= Exercise =
Copy the data from the line that contains "the dark necktie?" to its last line, exactly, including both of those lines and leaving out everything before.

Records from a collection

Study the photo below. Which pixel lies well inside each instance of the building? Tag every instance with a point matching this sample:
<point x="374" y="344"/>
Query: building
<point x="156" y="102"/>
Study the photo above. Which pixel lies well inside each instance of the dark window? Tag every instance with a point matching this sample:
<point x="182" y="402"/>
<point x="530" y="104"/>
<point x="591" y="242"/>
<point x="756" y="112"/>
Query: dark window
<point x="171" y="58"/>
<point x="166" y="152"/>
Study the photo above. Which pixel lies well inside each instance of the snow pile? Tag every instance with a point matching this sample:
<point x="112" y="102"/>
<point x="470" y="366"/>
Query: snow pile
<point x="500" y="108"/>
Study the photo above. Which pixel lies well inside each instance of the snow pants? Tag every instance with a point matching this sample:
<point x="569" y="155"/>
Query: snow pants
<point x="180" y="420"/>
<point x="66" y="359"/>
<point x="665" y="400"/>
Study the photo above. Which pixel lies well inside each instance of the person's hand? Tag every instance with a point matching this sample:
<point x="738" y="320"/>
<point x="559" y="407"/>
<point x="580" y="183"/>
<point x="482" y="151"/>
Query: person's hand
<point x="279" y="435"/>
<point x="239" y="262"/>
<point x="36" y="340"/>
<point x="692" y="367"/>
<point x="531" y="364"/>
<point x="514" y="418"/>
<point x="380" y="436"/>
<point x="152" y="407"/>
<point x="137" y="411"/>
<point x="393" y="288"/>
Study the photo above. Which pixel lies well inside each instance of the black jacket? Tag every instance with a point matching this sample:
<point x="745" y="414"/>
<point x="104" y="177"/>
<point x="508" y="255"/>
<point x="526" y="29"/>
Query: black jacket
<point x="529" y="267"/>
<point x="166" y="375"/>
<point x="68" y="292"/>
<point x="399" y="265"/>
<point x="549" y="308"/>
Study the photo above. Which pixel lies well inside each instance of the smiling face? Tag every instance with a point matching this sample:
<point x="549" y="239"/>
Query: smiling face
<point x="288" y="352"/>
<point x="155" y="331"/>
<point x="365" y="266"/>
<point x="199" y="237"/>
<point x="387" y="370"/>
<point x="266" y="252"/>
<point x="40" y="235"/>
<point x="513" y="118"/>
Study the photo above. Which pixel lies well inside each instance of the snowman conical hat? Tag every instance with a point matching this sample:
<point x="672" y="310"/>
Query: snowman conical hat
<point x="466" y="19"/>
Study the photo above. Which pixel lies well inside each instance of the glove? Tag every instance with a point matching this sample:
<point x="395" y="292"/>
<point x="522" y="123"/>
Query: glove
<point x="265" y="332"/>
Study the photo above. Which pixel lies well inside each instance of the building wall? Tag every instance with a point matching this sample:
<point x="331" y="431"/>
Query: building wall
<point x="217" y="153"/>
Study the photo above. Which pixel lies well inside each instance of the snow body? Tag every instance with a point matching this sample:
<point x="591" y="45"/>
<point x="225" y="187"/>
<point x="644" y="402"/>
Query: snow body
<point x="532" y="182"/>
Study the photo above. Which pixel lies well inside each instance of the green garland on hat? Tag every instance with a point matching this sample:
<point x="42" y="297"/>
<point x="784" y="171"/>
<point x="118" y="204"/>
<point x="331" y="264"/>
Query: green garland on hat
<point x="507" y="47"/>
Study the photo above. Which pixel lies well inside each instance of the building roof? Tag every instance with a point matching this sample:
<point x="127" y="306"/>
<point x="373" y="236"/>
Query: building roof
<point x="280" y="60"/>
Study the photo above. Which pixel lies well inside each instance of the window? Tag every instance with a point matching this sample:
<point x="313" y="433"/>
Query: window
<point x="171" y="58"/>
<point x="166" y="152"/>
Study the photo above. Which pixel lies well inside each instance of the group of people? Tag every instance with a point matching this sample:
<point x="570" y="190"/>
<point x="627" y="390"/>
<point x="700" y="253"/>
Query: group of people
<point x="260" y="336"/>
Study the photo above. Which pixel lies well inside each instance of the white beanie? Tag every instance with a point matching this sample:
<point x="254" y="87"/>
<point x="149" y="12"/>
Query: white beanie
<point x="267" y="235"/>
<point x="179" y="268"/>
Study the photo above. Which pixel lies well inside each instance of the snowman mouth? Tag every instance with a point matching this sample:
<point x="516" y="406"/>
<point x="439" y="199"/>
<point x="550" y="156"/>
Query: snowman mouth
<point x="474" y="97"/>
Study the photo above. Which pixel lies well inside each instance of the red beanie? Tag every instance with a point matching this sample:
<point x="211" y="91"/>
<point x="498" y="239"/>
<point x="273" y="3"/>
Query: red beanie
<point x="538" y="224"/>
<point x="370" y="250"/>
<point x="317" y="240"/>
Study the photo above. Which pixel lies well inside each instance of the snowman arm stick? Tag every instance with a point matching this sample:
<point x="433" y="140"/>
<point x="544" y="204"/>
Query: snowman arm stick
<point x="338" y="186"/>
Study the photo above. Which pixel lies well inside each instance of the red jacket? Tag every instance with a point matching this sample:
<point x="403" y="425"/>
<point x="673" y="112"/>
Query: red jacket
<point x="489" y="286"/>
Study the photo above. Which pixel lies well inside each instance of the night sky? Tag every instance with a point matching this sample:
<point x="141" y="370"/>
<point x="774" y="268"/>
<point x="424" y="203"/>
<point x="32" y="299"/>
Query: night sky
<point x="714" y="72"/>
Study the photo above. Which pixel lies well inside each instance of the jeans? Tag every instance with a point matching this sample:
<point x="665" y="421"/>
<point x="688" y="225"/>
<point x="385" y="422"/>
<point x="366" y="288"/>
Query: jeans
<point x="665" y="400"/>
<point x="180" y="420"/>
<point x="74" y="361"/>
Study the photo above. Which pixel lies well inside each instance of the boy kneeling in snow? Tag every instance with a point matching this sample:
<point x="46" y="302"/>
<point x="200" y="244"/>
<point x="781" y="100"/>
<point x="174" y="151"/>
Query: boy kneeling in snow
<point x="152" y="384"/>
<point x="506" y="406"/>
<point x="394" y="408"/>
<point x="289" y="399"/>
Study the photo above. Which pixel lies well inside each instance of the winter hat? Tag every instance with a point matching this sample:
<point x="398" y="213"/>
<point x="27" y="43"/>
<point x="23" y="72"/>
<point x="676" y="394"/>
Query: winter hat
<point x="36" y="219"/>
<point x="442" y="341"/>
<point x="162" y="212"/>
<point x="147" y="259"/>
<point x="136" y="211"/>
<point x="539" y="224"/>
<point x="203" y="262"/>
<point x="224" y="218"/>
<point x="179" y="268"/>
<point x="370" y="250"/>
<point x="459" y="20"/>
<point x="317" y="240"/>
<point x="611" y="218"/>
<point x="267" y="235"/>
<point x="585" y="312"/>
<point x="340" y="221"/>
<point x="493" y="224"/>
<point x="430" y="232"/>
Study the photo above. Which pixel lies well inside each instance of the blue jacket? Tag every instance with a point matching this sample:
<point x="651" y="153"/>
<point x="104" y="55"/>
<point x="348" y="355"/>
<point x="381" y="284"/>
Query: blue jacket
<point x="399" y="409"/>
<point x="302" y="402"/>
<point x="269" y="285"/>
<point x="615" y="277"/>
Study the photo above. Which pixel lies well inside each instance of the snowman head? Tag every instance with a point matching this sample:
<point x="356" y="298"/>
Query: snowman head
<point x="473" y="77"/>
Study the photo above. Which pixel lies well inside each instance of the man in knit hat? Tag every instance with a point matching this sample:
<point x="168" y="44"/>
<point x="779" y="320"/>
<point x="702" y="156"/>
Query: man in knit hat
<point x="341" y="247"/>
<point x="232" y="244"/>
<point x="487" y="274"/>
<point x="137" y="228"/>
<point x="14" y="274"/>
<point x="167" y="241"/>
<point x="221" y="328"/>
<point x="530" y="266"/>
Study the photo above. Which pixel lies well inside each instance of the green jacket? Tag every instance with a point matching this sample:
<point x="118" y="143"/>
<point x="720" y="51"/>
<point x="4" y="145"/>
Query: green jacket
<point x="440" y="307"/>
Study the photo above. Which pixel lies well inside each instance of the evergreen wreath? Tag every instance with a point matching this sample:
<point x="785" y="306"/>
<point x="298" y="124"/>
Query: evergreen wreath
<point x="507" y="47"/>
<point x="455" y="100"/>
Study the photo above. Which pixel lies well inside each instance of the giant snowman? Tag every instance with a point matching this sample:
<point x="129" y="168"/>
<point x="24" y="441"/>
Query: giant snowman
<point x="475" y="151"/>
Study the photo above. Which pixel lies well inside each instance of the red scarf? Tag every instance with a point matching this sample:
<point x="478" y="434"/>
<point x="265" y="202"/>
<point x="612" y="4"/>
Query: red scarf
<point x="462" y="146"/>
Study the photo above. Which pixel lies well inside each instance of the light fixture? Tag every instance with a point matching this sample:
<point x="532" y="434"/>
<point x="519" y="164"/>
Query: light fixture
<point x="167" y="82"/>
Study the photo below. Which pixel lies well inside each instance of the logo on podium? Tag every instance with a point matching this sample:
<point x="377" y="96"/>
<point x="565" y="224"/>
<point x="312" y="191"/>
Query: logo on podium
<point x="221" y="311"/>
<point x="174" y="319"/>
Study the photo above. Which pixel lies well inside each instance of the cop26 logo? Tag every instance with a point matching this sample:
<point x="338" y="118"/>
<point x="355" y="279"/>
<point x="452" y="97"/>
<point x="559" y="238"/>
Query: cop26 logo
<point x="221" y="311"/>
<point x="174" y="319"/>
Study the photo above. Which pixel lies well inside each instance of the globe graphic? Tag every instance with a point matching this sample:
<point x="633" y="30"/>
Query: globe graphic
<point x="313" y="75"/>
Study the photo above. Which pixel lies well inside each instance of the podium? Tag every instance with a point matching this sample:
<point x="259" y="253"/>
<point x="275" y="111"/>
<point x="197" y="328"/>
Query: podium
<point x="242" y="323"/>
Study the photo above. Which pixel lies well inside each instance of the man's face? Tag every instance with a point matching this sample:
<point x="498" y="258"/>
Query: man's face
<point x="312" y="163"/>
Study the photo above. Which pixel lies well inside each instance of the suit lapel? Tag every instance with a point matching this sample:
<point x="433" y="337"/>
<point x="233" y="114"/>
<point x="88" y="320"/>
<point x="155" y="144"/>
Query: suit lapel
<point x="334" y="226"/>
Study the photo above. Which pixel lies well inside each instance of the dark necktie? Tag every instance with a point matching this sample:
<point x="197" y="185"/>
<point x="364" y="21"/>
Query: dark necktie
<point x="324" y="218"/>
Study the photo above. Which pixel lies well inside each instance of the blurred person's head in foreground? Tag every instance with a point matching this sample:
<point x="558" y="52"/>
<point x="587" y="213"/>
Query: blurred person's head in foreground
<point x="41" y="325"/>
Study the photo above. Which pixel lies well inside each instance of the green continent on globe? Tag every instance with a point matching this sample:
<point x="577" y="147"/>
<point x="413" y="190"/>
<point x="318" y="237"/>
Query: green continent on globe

= Solution to this problem =
Study the photo above. Which pixel lies well inside each instance of the dark necktie? Tag every instance with a point matching this sample:
<point x="197" y="185"/>
<point x="364" y="21"/>
Query: dark necktie
<point x="324" y="218"/>
Study the photo above. Which pixel lies well inside each instance of the blurred person's head in foreground? Tag every instance with a point matching this sample:
<point x="558" y="52"/>
<point x="587" y="213"/>
Query: blurred person's head in foreground
<point x="41" y="325"/>
Study the photo above. Which pixel lies well inside each instance of the green continent on globe? Tag every instance with a point matching this sample:
<point x="577" y="147"/>
<point x="413" y="190"/>
<point x="318" y="237"/>
Query: green continent on globe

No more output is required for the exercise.